- _What the exercise asks_
Copy the following data word for word, starting at the line that contains "of the brake" and stopping after the line that contains "pixel 191 127".

(Excerpts from the point annotation data)

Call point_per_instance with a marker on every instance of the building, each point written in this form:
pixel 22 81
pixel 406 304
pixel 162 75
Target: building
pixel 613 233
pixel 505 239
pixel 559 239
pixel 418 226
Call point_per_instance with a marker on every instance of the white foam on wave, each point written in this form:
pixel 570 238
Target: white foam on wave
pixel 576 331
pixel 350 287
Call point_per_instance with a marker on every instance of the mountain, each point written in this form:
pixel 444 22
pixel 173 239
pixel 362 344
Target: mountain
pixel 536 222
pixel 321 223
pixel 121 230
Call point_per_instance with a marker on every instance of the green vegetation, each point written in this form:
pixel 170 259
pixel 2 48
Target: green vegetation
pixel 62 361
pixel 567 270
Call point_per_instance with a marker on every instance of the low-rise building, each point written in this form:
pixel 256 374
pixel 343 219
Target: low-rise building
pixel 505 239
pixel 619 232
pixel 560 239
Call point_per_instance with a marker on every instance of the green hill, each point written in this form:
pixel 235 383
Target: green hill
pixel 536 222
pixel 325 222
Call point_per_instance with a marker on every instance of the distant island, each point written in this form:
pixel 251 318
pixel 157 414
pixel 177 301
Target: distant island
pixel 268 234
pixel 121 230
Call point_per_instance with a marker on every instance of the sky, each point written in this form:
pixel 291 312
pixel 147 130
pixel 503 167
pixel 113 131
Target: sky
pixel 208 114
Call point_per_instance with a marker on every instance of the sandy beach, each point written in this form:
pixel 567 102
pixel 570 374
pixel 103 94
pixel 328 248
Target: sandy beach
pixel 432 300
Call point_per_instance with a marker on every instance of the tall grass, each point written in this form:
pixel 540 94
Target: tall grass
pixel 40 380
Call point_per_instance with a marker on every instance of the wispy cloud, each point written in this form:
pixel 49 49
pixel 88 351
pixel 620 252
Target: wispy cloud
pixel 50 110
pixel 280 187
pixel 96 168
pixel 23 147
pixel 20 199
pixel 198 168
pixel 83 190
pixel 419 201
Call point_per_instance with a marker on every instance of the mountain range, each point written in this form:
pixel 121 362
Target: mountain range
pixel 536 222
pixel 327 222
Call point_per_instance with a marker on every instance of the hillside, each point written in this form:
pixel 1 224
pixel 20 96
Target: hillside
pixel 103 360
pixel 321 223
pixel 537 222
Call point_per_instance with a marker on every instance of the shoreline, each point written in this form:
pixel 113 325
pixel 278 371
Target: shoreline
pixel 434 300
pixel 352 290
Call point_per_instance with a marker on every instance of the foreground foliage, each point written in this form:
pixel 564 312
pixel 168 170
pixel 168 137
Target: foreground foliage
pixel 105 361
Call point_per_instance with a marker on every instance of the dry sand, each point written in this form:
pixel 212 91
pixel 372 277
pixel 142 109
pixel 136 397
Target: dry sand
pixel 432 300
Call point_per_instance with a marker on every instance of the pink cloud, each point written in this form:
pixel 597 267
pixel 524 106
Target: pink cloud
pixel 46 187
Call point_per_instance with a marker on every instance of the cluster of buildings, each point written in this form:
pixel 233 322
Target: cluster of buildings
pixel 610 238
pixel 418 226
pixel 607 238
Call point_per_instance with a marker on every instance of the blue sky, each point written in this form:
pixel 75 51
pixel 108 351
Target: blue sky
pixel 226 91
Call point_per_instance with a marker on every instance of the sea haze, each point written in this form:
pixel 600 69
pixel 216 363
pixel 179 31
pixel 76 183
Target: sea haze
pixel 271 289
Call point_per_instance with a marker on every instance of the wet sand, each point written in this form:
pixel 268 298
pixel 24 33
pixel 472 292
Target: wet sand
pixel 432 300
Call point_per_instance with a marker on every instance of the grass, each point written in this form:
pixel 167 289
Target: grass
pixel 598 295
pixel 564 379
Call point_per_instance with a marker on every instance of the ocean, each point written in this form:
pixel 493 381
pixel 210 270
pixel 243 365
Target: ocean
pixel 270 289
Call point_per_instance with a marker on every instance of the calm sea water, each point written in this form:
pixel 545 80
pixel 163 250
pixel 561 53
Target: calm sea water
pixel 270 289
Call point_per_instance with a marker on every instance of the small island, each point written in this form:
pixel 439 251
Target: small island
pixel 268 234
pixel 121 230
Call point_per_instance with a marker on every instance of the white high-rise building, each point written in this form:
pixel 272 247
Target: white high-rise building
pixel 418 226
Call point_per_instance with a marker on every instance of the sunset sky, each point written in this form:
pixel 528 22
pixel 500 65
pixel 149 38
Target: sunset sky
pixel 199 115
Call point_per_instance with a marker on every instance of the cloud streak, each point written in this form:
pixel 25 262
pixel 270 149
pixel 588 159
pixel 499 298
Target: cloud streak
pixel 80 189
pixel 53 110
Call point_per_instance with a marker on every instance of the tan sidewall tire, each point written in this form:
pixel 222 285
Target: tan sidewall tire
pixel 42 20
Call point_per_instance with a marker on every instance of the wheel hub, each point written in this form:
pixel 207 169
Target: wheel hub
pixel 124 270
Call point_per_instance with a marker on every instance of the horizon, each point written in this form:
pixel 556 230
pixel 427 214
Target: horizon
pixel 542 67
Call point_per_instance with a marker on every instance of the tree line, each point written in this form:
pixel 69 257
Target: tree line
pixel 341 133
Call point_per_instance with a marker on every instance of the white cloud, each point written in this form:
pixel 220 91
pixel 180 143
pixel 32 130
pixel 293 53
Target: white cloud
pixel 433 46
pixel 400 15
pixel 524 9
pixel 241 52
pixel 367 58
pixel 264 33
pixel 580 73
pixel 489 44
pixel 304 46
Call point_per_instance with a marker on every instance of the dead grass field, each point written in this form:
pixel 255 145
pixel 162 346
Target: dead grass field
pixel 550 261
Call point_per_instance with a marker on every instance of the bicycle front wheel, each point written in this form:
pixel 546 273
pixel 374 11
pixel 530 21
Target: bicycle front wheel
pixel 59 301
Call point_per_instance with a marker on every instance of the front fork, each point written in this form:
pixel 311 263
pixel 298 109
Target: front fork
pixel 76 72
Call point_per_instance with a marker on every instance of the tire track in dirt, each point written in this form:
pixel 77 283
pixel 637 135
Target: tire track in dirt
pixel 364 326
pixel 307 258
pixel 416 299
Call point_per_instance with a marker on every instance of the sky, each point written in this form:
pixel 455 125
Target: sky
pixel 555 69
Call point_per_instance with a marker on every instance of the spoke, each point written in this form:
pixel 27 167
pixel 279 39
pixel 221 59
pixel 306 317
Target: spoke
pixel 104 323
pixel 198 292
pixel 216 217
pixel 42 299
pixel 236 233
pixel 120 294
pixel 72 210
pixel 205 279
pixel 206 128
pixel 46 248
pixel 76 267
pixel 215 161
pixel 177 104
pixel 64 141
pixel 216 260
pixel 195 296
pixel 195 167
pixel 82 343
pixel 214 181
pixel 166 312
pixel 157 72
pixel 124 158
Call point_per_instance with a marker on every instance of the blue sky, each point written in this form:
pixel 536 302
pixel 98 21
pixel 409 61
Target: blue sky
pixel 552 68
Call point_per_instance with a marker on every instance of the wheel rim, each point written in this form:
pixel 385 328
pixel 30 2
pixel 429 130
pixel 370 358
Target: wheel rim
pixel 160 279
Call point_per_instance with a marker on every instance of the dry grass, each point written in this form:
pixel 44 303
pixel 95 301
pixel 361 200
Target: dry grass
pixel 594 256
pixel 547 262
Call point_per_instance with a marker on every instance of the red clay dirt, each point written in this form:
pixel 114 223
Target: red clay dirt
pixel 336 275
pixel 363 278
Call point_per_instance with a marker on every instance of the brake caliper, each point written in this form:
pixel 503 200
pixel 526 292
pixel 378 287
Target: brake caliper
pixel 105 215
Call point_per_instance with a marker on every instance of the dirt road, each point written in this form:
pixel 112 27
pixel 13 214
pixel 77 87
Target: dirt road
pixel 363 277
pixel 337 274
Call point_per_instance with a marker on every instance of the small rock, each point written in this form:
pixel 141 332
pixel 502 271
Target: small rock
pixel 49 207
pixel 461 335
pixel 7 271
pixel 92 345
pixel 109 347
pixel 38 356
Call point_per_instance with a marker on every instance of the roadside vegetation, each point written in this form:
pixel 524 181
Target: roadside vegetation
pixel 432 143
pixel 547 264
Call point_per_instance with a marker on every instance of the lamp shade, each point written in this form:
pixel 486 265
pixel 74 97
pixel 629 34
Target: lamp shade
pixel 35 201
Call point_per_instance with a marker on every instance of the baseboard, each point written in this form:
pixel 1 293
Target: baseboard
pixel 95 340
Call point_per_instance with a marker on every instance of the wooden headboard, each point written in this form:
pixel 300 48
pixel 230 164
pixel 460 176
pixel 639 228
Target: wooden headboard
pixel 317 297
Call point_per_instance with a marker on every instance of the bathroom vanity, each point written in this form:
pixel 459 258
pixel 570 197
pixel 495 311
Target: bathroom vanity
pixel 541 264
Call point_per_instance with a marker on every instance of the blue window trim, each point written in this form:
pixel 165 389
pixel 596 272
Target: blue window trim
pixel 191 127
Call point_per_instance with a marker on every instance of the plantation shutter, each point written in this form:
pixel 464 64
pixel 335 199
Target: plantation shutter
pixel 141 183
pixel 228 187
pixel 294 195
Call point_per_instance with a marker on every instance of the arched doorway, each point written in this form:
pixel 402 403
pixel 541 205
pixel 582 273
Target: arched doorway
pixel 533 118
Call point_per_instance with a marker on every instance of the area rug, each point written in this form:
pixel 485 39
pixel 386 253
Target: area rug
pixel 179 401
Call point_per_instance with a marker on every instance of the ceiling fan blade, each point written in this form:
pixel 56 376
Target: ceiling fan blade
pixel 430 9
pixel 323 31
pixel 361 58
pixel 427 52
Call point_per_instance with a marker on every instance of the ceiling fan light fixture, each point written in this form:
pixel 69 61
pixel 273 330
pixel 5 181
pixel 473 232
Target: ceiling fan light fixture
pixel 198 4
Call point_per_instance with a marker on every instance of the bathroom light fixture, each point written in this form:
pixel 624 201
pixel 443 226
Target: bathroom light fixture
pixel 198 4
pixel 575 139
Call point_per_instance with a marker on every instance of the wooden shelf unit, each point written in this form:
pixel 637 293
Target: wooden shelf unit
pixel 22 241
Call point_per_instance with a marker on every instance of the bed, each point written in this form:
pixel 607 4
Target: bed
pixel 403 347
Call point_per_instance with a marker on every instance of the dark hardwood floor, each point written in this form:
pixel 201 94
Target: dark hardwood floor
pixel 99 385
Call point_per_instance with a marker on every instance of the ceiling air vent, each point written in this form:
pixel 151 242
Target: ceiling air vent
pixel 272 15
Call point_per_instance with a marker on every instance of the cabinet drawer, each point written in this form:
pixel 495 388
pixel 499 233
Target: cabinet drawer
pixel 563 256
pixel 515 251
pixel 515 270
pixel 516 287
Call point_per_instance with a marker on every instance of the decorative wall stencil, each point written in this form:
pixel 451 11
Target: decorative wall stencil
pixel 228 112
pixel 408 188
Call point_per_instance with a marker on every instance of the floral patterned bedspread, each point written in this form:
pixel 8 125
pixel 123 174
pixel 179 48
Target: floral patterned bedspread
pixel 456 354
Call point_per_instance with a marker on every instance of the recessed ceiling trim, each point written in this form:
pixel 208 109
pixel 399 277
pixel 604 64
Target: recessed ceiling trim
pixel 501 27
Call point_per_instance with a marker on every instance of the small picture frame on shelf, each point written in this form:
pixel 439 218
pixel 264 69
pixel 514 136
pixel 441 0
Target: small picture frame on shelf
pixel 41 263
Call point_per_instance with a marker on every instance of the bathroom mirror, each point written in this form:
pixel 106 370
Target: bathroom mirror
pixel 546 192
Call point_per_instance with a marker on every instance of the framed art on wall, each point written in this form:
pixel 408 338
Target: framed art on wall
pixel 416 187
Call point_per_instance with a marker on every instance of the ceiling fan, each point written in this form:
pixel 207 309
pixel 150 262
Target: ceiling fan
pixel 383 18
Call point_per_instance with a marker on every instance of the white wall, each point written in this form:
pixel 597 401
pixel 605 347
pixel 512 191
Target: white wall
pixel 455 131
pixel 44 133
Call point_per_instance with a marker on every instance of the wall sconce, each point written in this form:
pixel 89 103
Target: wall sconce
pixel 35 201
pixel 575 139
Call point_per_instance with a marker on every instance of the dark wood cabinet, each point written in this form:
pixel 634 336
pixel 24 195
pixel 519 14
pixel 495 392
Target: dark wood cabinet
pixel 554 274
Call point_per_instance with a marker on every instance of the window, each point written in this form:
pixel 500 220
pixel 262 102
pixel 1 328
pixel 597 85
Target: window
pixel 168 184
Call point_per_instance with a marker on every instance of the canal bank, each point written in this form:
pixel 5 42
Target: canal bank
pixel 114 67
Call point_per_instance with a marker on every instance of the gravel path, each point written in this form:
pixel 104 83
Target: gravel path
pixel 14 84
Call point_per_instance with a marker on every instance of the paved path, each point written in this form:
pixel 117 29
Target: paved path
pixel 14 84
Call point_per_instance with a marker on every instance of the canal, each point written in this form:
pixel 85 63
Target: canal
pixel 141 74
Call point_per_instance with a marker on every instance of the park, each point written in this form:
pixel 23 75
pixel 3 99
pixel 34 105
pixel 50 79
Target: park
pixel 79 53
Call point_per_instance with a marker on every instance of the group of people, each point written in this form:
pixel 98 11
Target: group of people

- _Solution to the exercise_
Call point_per_instance with a marker on every instance of the brake caliper, each point written in this form:
pixel 503 200
pixel 526 292
pixel 378 287
Target: brake caliper
pixel 105 215
Call point_per_instance with a marker on every instance of the dirt road, each point written in this form:
pixel 112 27
pixel 13 214
pixel 77 87
Target: dirt road
pixel 363 277
pixel 337 274
Call point_per_instance with a marker on every instance of the small rock, each point written in this form:
pixel 141 332
pixel 502 271
Target: small rock
pixel 49 207
pixel 461 335
pixel 7 271
pixel 92 345
pixel 109 347
pixel 38 356
Call point_per_instance with a marker on every instance of the roadside vegetation, each point written in this form:
pixel 524 181
Target: roadside vegetation
pixel 432 143
pixel 547 264
Call point_per_instance with a marker on every instance of the lamp shade, each point written in this form:
pixel 486 265
pixel 74 97
pixel 629 34
Target: lamp shade
pixel 35 201
Call point_per_instance with a marker on every instance of the baseboard, each point written in this form:
pixel 1 293
Target: baseboard
pixel 95 340
Call point_per_instance with a marker on every instance of the wooden headboard, each point written in this form:
pixel 300 48
pixel 230 164
pixel 460 176
pixel 639 228
Target: wooden headboard
pixel 317 297
Call point_per_instance with a marker on every instance of the bathroom vanity, each point written in this form:
pixel 459 258
pixel 570 197
pixel 495 311
Target: bathroom vanity
pixel 541 264
Call point_per_instance with a marker on every instance of the blue window trim, each point written in this form:
pixel 165 389
pixel 596 272
Target: blue window trim
pixel 191 127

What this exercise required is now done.